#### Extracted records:
========================================
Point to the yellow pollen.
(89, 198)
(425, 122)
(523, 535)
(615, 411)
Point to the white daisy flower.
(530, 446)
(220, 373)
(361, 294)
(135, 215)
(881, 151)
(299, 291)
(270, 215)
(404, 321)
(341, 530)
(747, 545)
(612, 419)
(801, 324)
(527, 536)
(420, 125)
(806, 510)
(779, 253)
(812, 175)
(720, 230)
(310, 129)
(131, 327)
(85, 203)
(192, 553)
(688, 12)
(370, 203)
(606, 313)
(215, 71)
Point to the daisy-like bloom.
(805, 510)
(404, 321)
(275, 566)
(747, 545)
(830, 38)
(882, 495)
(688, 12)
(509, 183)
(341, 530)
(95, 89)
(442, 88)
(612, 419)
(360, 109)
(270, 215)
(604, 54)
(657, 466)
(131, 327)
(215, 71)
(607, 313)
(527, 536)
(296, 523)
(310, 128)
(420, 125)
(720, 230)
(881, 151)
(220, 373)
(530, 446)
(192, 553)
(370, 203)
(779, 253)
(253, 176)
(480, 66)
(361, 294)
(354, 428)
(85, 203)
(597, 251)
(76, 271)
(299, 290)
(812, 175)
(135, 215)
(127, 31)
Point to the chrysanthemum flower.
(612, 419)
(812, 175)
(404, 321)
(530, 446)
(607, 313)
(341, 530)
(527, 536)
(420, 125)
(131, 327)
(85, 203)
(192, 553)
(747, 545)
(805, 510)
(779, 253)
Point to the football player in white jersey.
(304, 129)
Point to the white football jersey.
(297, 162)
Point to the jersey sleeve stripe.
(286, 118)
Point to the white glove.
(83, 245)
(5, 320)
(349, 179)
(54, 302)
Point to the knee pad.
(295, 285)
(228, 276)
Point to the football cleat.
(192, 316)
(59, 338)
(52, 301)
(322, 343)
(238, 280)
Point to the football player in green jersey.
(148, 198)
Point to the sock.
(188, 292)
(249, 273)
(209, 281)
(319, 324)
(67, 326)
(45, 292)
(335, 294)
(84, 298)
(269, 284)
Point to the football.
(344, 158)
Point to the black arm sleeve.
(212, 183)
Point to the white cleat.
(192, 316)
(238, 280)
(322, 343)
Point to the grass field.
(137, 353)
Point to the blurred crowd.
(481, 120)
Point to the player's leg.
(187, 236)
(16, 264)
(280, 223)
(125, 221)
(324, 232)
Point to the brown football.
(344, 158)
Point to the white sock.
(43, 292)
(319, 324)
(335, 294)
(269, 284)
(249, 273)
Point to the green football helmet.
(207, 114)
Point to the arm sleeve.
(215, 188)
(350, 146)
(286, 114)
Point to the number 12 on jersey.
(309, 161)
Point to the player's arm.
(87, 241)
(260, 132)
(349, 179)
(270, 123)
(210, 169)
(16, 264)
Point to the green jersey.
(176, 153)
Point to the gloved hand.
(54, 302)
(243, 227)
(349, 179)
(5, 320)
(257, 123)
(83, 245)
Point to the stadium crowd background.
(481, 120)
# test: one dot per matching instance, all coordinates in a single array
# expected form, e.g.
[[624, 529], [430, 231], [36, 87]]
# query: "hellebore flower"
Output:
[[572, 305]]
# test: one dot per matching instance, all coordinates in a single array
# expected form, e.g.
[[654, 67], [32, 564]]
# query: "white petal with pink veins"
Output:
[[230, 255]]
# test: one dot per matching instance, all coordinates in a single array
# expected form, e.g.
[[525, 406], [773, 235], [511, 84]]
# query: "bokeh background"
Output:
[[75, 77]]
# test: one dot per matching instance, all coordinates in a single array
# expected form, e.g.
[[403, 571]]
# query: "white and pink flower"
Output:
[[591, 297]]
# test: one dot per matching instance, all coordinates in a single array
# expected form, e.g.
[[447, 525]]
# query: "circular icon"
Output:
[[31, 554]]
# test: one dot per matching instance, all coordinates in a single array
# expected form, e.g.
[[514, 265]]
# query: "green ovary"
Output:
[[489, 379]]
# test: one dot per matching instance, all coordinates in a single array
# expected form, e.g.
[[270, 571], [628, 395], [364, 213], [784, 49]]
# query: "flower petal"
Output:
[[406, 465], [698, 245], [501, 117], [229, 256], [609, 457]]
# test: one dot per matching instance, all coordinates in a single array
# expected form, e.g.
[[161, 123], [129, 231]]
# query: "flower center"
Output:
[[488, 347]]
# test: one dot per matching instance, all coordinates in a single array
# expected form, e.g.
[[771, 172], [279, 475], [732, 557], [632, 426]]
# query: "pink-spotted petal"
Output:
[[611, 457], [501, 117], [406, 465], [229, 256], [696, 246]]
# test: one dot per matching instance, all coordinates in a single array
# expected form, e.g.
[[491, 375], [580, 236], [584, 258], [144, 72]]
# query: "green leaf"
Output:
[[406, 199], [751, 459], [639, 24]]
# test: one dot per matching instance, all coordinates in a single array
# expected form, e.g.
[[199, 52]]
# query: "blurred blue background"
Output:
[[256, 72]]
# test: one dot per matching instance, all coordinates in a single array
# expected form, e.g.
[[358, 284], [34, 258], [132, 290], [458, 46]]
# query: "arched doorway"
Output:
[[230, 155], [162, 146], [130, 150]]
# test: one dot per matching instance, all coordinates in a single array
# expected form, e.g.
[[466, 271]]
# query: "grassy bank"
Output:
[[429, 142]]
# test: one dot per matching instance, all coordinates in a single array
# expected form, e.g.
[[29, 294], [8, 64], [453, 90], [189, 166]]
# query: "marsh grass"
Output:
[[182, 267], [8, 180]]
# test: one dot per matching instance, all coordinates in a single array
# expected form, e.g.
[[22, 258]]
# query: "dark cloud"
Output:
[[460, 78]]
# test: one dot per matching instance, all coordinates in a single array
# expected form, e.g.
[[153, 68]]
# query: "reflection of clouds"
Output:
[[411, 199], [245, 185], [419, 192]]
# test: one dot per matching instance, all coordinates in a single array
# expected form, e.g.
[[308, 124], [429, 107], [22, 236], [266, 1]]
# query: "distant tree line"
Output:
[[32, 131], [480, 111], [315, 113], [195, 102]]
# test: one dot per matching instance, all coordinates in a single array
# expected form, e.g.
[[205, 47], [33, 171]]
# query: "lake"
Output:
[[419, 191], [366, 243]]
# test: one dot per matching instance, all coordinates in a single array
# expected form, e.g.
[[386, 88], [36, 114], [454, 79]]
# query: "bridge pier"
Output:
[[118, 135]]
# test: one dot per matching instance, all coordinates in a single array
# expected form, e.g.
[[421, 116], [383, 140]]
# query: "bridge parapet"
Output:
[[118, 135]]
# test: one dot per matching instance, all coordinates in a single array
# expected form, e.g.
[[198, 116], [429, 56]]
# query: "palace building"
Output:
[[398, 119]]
========================================
Which of the lines in the data hold the string "bridge"? Report each of them by copying it.

#### Answer area:
# query: "bridge pier"
# query: "bridge parapet"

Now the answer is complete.